Activités:
1. Selon le texte sur la ressource en eau, quel est le principal enjeu pour le département de la Nièvre ?
2. Ces affirmations sont-elles conformes au texte sur la ressource en eau ? (a) La Nièvre dispose d’une ressource en eau abondante. (b) Le tourisme ne dépend pas de la qualité des eaux. (c) Les centrales nucléaires ne subissent aucune contrainte pour leur température de rejet.
3. Recopiez le passage du texte sur la ressource en eau qui commence par « Il en résulte » et se poursuit jusqu’à « des milieux aquatiques. ».

L’évolution qualitative prévisible des ressources en eau pourrait conduire à une augmentation des maladies à transmission hydrique (virales et bactériennes).
L’augmentation de la température de l’eau pourra poser problème pour certains usages industriels, comme le refroidissement des centrales nucléaires, qui sont déjà soumises à des contraintes pour leur température de rejet. De même, certaines installations industrielles devront renforcer leurs dispositifs.
Le tourisme, qui constitue un moyen de développement pour certains territoires, est fortement dépendant d’une bonne qualité des eaux, notamment de baignade, tout en étant source potentielle de pollution supplémentaire.
Il en résulte une diversité d’enjeux : inondations, manque d’eau ou encore pollutions.
Le Département agit pour préserver la ressource en eau
Le département de la Nièvre dispose d’une ressource en eau abondante. Toutefois des difficultés concernant la qualité et la quantité de l’eau disponible demeurent, voire s’aggravent, avec le contexte de changement climatique. Le principal enjeu est un risque quantitatif avec en particulier un manque d’eau pour satisfaire les usages et assurer un bon état des milieux aquatiques.

Données collectées:
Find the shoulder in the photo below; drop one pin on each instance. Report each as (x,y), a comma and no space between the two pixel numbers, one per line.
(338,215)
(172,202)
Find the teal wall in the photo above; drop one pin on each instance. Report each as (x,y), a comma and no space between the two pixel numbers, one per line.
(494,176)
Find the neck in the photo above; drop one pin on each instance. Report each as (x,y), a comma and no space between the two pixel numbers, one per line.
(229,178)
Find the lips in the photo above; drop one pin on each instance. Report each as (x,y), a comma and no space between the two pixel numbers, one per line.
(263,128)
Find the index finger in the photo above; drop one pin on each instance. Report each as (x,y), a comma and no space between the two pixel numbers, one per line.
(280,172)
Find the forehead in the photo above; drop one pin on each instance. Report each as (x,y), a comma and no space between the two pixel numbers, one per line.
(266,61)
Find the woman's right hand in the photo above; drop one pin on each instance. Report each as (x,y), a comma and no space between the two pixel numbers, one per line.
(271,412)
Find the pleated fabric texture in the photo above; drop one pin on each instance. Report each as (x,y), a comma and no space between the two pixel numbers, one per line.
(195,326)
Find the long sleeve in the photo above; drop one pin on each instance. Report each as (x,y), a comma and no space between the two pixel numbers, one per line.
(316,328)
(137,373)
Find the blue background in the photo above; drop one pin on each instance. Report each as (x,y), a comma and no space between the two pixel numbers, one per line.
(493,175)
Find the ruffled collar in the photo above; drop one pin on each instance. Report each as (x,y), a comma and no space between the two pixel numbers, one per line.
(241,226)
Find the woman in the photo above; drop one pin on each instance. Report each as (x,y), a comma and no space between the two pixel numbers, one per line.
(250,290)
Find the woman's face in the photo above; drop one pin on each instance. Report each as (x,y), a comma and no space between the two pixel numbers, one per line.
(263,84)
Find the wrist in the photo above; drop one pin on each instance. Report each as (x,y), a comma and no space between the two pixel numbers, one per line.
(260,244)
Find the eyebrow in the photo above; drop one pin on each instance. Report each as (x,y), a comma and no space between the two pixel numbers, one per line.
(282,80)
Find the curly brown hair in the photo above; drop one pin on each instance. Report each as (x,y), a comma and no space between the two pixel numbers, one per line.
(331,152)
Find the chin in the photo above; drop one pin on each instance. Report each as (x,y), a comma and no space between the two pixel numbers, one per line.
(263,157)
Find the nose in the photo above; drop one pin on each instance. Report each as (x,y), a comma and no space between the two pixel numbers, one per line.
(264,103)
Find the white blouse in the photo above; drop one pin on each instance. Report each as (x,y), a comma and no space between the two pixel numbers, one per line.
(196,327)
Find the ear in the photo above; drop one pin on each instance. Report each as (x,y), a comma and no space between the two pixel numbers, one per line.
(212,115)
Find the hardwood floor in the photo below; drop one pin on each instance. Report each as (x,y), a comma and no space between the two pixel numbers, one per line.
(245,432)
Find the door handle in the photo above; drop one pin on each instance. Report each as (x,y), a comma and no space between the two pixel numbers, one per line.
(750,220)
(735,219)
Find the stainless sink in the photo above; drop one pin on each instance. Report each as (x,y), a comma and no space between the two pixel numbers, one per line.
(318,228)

Réponses aux exercices:
1. Un risque quantitatif, avec en particulier un manque d’eau pour satisfaire les usages et assurer un bon état des milieux aquatiques.

2.
(a) Oui : « Le département de la Nièvre dispose d’une ressource en eau abondante. »
(b) Non : « est fortement dépendant d’une bonne qualité des eaux »
(c) Non : « qui sont déjà soumises à des contraintes pour leur température de rejet »

3.
Il en résulte une diversité d’enjeux : inondations, manque d’eau ou encore pollutions.
Le Département agit pour préserver la ressource en eau
Le département de la Nièvre dispose d’une ressource en eau abondante. Toutefois des difficultés concernant la qualité et la quantité de l’eau disponible demeurent, voire s’aggravent, avec le contexte de changement climatique. Le principal enjeu est un risque quantitatif avec en particulier un manque d’eau pour satisfaire les usages et assurer un bon état des milieux aquatiques.